/---

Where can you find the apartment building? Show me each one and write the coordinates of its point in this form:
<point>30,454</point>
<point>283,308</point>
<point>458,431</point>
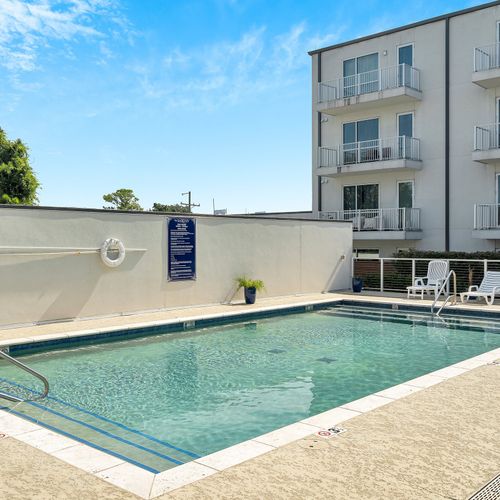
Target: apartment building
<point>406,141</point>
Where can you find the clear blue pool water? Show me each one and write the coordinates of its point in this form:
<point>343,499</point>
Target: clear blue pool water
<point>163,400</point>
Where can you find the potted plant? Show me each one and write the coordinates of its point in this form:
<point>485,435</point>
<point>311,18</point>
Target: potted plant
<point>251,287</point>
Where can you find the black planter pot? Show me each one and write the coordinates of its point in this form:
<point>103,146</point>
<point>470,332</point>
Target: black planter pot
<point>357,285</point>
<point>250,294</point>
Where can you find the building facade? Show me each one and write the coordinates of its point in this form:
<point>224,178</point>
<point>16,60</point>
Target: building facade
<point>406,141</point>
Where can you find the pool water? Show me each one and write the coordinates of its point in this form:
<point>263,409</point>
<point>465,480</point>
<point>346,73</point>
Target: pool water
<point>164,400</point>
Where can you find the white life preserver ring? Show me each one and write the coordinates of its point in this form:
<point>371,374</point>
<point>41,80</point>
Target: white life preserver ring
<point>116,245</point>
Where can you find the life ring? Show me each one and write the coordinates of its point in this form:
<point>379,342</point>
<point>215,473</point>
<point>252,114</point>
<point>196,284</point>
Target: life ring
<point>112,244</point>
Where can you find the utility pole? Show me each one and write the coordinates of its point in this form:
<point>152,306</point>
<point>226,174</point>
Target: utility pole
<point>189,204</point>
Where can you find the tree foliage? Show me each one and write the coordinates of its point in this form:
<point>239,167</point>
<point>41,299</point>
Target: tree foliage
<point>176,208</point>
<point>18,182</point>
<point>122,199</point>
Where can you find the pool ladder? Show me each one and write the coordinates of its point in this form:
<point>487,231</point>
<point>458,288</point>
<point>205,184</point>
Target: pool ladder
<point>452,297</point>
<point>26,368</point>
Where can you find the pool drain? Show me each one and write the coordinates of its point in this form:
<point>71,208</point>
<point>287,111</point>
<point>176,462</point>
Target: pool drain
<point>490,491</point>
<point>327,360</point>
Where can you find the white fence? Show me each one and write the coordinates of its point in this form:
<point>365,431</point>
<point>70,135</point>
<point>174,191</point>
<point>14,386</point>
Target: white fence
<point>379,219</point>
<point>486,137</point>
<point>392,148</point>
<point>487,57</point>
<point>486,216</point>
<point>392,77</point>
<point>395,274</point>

\---
/---

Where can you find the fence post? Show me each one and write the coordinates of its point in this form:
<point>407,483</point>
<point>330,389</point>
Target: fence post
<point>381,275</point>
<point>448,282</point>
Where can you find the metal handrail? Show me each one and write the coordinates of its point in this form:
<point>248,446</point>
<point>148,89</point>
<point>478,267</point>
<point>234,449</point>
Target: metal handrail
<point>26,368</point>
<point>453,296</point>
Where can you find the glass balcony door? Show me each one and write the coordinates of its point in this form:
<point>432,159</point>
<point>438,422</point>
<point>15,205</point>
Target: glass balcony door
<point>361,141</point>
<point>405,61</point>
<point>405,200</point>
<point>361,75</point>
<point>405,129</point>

\---

■ What to do
Write out the lines from the one holding "Where can you find the metal" through the one holding "<point>405,129</point>", inclusive, and only those, unchanged.

■ Response for this exercise
Where can you find the metal handrail? Show me each one and write the coordinates of its point in this form:
<point>248,446</point>
<point>148,89</point>
<point>478,267</point>
<point>234,449</point>
Target: metal handrail
<point>26,368</point>
<point>453,296</point>
Where can you find the glass balcony door? Show me each one and write the coordinates of its point in this form:
<point>432,159</point>
<point>438,422</point>
<point>15,205</point>
Target: glass balcony door
<point>361,141</point>
<point>405,61</point>
<point>405,200</point>
<point>361,75</point>
<point>405,129</point>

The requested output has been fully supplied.